-------- Given text --------

The historic wooden Ashton Meeting House (built 1881) was moved onto the SSFS campus in 1983, and a new library and gymnasium was constructed in 1987.  In 2005-2006, a new middle school building was added, as well as a new performing arts center and athletic facilities, along with substantial renovations to several of the existing buildings. A new high school facility is currently under construction to be put in effect at some point during the 2019-2020 school year.

Demographics 
Approximately 7% of the student body are Quakers.

Athletics 

The Middle School teams and the Upper School boys' and girls' athletic teams compete in the Potomac Valley Athletic Conference (PVAC);. SSFS offers the following varsity and junior-varsity sports:

 Women's: Cross Country; Volleyball (Varsity and JV); Soccer (Varsity and JV); Basketball; Track & Field; Tennis; and Lacrosse.
 Men's: Cross Country; Soccer (Varsity and JV); Basketball (Varsity & JV); Track & Field; Tennis; Lacrosse; and Baseball (Varsity and JV).
 Coed: Climbing, Golf, Wrestling, and Hockey (club team).

--------

◆ List of tasks ◆
1 - From the SSFS passage, list every sport that the school offers as a coed sport.
2 - Answer these questions using the SSFS passage:
(a) In what year was the Ashton Meeting House moved onto the SSFS campus?
(b) About what share of the student body are Quakers?
(c) In which conference do the Middle School teams and the Upper School teams compete?
3 - Resume the SSFS passage on the campus and athletics, starting after its last line.
The data that comes next has no connection to the passage about SSFS.

-------- Material supplied --------

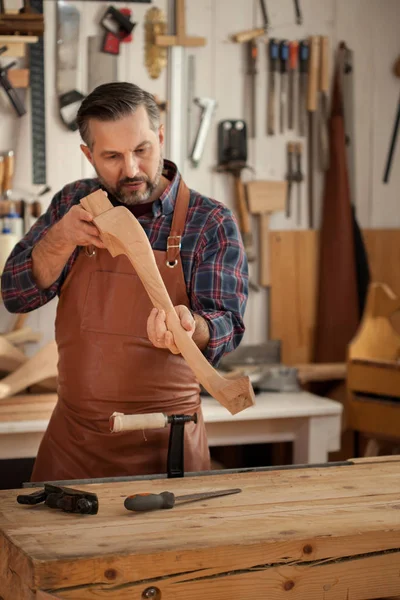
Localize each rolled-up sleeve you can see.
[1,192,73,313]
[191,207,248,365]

--------
-------- Material supplied --------

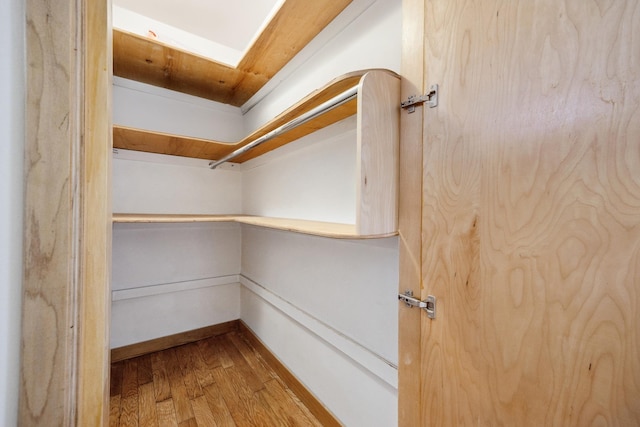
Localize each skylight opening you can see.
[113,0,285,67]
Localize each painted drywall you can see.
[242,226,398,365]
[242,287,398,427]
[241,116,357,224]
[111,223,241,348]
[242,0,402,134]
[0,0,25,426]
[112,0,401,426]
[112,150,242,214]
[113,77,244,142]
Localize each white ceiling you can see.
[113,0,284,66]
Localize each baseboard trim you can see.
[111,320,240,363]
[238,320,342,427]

--------
-------- Material supplied --------

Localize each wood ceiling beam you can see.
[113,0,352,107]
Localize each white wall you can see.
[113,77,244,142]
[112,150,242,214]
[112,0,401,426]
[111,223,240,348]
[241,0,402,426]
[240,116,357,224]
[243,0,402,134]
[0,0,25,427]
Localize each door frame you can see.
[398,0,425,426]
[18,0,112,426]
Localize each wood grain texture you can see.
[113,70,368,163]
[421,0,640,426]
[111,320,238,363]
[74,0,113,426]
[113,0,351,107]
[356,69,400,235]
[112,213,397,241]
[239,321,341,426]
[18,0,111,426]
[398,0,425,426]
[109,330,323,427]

--------

◆ Answers in order ◆
1 - Climbing, Golf, Wrestling, Hockey (club team)

2 -
(a) 1983
(b) Approximately 7%
(c) The Potomac Valley Athletic Conference (PVAC)

3 -
Traditions 
Some of SSFS's notable traditional activities, which date to the earliest days of the school, include the following:

 The Morley Games.  The whimsical outdoor games of Frazleerham, Hoop-a-Doop, Brindledorph, Nurdleybawl and Friedlefrappe were invented by Barry Morley, a long-time SSFS teacher.  The Morley Games, inspired by limited funds and facilities early in the school's history, made use of everyday objects, and continued to be played long after the introduction of soccer, lacrosse and other sports to the school's curriculum.  Brindledorph, a field hockey-like game, is played with ordinary brooms, and Hoop-a-Doop with old bicycle tires.  Nurdleybawl (a variation on tee-ball) uses a small rubber ball and sawed-off softball bat.  Frazleerham, a combination of rugby, soccer, basketball and ultimate Frisbee, is played with a soccer ball and wastepaper can (held by the “frazsnapper”) standing in a small enclosure (10’ x 10’ x  2’) or “rham” made of 2-by-4's.  In Friedlefrappe, a “friedlesphere” (a ball) is thrown up to a “friedlesnatcher” (goalie) standing on a “friedleplat” (an elevated platform) who attempts to catch it with a “friedlesnare” (a net on a pole), and defended by a “friedlefrapper” swinging a broom.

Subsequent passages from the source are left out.